What this task involves:
Revise the rows starting at the line that contains "Where can the cherry" and ending at the last row: replace "blossom" with "flower" and leave everything else unchanged.

***

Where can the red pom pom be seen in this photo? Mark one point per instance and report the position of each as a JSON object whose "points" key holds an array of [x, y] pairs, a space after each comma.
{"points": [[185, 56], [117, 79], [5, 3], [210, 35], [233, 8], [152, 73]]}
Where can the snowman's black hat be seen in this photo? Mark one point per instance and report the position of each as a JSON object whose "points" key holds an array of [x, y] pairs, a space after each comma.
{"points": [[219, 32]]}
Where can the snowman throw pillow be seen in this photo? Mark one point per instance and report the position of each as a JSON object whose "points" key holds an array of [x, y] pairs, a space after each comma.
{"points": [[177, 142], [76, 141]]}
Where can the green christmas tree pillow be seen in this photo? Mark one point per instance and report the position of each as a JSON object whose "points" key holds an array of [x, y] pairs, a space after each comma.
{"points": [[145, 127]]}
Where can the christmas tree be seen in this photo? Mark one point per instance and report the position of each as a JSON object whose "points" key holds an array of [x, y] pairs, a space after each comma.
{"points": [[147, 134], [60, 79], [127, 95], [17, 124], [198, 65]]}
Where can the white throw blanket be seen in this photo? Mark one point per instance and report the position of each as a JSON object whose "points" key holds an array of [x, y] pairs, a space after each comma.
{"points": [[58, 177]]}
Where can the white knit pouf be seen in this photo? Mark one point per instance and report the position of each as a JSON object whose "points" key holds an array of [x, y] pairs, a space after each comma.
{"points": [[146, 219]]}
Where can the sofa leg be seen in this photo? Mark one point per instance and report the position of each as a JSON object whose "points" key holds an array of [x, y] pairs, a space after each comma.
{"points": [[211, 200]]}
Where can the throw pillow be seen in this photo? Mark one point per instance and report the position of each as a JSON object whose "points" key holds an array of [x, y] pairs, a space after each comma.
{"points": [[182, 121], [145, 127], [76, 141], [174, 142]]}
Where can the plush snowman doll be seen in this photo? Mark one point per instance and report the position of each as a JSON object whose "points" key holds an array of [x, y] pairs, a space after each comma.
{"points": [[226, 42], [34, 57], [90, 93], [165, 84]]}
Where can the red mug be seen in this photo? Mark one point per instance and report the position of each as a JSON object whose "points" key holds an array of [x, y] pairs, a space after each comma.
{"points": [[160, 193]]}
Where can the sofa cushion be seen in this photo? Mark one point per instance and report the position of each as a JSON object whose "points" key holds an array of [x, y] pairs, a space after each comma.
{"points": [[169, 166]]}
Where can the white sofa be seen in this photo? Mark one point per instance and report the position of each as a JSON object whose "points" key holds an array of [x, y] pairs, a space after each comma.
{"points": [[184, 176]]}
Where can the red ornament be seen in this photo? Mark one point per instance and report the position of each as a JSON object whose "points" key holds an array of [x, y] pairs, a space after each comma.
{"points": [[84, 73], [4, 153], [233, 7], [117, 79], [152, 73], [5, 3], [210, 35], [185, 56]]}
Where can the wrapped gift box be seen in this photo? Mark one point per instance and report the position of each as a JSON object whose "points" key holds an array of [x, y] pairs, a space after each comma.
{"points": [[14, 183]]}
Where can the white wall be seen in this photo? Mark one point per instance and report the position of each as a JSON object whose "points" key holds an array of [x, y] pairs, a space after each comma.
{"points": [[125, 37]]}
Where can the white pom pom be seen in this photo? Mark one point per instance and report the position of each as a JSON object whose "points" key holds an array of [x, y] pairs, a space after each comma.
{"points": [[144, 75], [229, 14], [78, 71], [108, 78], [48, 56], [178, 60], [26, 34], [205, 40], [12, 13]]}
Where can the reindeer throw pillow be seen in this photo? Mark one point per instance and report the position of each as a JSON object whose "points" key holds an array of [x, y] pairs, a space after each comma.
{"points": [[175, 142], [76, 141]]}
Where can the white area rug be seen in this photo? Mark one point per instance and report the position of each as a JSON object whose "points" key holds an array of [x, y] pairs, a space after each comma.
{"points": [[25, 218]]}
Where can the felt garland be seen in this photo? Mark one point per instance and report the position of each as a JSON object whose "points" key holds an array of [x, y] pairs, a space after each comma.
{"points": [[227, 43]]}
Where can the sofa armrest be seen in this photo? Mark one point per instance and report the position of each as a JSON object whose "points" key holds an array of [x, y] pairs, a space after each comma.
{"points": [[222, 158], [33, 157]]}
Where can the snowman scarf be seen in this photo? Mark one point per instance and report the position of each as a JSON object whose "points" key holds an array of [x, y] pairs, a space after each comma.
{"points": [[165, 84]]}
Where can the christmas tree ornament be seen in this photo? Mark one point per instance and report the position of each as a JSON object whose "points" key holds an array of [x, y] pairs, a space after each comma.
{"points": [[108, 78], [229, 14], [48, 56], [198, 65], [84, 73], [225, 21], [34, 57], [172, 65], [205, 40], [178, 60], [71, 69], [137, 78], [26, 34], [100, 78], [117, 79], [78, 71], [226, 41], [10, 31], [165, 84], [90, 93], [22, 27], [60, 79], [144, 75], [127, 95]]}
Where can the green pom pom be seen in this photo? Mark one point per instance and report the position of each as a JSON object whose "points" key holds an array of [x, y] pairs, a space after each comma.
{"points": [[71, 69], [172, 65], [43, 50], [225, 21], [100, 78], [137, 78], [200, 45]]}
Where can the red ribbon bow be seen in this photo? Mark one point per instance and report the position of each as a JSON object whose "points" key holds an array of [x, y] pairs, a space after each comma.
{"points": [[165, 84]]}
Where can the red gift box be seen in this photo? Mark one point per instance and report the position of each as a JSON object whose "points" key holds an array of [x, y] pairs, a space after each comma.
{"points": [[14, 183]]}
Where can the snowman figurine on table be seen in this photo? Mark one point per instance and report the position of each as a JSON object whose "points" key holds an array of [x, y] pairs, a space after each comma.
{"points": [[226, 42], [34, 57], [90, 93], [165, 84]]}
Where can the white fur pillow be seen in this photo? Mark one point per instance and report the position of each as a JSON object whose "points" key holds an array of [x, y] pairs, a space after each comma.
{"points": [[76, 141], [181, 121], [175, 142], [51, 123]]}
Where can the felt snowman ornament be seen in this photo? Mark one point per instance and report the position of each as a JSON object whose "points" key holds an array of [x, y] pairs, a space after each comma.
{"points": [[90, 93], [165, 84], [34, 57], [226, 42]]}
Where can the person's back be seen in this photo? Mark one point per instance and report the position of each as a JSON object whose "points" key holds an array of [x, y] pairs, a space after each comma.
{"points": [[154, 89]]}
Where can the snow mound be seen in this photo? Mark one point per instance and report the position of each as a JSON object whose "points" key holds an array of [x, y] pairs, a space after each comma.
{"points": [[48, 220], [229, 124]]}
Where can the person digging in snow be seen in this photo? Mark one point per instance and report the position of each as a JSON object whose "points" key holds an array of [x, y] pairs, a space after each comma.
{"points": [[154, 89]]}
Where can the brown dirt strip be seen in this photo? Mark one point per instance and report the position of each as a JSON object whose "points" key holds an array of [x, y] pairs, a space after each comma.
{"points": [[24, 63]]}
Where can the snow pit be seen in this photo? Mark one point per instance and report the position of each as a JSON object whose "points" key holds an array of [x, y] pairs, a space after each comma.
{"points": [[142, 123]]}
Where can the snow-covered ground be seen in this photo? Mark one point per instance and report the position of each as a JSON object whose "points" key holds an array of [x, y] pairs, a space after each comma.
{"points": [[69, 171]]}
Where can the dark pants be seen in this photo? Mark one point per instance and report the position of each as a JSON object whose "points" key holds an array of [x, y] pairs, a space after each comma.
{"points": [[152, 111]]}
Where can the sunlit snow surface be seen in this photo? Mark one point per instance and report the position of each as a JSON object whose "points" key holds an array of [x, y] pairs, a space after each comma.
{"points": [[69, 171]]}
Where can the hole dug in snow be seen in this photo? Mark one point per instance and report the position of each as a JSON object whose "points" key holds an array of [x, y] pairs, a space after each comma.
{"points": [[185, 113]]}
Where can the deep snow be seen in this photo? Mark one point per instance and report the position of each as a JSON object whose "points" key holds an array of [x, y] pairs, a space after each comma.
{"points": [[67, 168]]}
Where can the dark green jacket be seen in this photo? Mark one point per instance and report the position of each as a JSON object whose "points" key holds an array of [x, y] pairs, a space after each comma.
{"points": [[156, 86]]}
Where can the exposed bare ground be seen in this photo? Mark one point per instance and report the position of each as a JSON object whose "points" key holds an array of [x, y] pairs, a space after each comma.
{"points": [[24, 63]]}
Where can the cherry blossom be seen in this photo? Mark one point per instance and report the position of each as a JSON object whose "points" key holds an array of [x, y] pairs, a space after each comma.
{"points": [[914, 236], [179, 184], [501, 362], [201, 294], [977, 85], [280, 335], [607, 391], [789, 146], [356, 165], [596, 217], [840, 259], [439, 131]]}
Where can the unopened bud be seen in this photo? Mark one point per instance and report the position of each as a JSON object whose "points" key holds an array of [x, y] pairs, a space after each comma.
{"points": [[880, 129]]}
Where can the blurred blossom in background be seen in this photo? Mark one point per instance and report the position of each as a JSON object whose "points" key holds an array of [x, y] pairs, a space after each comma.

***

Correct result:
Where can the cherry flower be seen in this photo? Mark one point per instance and report the position of each as a JSON object whose "points" key holds an array of [x, y] pairs, a space after each comma.
{"points": [[914, 236], [179, 184], [501, 362], [201, 294], [977, 85], [280, 335], [607, 391], [789, 146], [356, 165], [596, 217], [840, 259], [439, 131]]}
Where can the unopened bud be seen in this photo? Mark one point per instance and report the position of each as a JSON object whose "points" key holds an array of [x, y] pairs, a space after each comma.
{"points": [[880, 129]]}
Where can the blurred flower in background be seen in this photo? Mark one point per instance and report the position of each as a JSON object whose "points" key holds an array of [x, y] pairs, a space after each comma.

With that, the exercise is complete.